## AIM OF THE EXERCISE
Locate the line that contains "Identify the roof", then copy it and all later lines of the data below exactly, through the last one.

(Items from a dataset)
§ §
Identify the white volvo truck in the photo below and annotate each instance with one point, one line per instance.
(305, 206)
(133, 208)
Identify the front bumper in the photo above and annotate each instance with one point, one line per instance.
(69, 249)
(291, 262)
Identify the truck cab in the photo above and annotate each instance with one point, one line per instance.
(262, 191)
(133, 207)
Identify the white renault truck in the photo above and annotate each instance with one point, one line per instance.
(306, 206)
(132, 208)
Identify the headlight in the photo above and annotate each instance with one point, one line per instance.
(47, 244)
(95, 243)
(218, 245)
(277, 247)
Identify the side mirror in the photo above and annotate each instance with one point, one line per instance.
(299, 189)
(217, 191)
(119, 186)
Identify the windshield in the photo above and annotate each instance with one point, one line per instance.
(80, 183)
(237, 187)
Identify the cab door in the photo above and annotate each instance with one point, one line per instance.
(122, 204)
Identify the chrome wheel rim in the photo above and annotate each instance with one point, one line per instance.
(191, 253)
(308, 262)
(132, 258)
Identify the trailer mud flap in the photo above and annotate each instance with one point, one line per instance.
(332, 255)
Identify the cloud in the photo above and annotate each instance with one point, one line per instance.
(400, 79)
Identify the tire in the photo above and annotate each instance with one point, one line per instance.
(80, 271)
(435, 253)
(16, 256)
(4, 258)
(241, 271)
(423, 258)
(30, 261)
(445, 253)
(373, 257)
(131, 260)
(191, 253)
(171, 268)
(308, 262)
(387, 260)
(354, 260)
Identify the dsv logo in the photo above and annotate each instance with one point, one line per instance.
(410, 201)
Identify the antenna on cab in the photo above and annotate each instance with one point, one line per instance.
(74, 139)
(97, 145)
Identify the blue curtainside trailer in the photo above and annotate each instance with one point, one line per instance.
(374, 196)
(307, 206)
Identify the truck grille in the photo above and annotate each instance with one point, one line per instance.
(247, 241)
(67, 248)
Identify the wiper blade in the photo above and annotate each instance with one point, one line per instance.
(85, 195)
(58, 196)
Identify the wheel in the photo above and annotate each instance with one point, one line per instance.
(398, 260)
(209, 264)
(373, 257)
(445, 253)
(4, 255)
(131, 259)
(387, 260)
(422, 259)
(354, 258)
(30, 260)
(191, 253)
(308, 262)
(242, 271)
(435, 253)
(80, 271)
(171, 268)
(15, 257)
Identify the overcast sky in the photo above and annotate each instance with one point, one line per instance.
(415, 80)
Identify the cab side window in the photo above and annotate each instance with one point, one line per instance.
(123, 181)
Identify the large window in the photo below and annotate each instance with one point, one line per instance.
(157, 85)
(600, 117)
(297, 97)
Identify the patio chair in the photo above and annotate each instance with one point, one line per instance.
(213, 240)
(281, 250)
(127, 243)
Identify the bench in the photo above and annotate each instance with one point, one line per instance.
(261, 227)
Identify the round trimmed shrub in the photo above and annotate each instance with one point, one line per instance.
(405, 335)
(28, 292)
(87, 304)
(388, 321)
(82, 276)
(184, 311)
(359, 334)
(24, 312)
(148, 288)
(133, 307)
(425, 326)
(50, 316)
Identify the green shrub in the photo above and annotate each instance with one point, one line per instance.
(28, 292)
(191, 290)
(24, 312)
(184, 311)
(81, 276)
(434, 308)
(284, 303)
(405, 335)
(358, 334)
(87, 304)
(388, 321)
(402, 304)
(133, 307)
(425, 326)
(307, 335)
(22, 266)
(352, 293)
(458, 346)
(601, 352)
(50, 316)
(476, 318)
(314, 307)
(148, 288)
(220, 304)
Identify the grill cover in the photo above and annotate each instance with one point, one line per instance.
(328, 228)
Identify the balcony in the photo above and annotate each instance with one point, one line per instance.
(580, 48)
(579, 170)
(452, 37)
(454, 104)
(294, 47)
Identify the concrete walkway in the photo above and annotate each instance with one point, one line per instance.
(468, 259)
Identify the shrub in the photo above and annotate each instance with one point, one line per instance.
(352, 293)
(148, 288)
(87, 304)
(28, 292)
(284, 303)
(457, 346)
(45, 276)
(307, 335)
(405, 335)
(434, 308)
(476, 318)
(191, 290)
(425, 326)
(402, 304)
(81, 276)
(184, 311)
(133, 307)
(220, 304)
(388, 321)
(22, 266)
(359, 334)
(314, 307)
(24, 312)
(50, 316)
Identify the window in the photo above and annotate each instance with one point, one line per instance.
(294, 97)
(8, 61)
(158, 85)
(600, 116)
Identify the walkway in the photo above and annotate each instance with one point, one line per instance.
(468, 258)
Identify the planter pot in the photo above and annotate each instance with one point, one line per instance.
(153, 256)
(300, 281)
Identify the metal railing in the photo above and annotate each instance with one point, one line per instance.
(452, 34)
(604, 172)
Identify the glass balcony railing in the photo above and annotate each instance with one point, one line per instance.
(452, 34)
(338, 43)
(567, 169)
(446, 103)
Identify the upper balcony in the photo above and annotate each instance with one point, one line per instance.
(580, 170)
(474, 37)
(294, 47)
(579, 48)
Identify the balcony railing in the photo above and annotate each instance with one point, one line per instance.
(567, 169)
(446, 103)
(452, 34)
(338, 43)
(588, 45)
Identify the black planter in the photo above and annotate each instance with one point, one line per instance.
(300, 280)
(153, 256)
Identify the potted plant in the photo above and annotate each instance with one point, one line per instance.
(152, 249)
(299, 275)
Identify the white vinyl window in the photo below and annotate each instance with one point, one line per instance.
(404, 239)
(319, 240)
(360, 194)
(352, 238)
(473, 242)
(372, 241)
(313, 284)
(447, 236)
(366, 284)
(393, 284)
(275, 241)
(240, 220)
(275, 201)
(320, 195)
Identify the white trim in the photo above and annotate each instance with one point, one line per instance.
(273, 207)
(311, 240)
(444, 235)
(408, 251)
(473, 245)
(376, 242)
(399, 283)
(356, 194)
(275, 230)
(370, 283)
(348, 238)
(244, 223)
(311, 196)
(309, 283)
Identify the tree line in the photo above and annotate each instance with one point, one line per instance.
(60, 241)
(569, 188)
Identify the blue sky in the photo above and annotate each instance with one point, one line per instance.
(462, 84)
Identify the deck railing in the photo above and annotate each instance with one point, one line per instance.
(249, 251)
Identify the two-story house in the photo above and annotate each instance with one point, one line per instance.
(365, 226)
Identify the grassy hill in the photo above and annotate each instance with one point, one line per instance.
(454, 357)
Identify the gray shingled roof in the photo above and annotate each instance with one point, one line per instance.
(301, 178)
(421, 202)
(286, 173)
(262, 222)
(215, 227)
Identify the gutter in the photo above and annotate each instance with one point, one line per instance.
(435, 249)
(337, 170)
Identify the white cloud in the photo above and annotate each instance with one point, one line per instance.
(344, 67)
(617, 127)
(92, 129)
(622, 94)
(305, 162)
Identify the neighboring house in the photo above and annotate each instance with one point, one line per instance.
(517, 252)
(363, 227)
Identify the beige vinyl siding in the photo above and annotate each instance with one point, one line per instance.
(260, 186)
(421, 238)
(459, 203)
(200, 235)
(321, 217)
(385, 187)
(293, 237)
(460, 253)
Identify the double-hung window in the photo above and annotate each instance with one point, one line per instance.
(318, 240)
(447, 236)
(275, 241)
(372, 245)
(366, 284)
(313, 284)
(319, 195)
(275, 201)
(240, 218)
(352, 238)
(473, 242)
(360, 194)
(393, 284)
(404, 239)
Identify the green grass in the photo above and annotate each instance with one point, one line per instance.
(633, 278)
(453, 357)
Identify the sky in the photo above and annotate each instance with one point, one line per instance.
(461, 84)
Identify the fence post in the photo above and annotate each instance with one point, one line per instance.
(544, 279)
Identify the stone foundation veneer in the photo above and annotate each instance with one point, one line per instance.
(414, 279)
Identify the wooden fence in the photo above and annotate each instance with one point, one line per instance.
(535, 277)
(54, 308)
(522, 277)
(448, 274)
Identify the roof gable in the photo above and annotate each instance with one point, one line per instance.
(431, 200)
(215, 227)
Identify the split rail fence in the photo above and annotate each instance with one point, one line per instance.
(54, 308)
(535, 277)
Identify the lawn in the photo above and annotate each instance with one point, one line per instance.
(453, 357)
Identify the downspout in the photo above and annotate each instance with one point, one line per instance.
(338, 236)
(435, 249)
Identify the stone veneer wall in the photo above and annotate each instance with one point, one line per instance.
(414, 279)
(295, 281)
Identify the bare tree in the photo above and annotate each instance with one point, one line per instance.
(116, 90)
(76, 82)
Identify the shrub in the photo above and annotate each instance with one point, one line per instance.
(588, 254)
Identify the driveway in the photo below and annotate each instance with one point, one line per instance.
§ §
## FULL ANSWER
Identify the roof gable in the photo above and annotate each instance with one point, one line per instance.
(431, 200)
(215, 227)
Identify the split rail fence in the photo above and annotate each instance with one point, one line per instance.
(54, 308)
(535, 277)
Identify the lawn in the photo above and annotate each instance with one point, one line per instance.
(453, 357)
Identify the downspout in the photo above and annotate each instance with one point, one line per instance.
(338, 236)
(435, 249)
Identify the stone veneer wall in the photo above and annotate each instance with one point, one line per instance.
(414, 279)
(295, 281)
Identify the bare tree in the photo above and annotate each instance with one point, one line per instance.
(116, 90)
(76, 82)
Identify the shrub in the photo above and annotate each instance with one point, one line per instance.
(588, 254)
Identify the driveway in the photo below and annotate each instance with one point, one line per instance.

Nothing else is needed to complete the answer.